• **Task**
In the records below, find the lines that include "beetle" and copy each.

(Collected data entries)
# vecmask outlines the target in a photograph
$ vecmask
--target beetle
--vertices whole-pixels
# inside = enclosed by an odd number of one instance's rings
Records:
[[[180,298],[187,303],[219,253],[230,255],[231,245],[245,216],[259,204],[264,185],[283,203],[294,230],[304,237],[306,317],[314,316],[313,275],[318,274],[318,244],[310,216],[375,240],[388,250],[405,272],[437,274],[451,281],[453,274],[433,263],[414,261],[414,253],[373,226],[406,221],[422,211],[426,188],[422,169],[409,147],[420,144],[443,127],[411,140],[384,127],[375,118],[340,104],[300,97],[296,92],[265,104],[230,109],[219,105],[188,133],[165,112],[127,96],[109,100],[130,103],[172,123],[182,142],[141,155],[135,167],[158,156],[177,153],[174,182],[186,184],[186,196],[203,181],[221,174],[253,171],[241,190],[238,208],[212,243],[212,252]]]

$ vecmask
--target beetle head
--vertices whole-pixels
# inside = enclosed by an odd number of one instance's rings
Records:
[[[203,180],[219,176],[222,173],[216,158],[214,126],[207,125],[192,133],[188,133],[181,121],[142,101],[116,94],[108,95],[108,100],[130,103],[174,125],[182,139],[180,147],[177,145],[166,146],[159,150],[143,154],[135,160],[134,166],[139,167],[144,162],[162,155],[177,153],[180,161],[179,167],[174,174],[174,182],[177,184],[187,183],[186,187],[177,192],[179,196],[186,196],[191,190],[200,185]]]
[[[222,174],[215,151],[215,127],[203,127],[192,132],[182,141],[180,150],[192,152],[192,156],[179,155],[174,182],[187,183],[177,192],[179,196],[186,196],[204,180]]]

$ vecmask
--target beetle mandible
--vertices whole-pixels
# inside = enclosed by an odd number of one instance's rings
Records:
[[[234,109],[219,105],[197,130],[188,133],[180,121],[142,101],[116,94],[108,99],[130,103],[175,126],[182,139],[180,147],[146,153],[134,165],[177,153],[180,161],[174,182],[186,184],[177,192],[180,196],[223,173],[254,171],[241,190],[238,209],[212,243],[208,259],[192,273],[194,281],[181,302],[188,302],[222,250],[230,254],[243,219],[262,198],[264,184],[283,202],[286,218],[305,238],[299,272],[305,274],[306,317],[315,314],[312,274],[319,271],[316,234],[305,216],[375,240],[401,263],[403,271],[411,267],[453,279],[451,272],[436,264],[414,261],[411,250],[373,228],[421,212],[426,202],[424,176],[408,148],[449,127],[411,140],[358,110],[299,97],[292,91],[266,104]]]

• **Result**
--target beetle
--target beetle head
--target beetle mandible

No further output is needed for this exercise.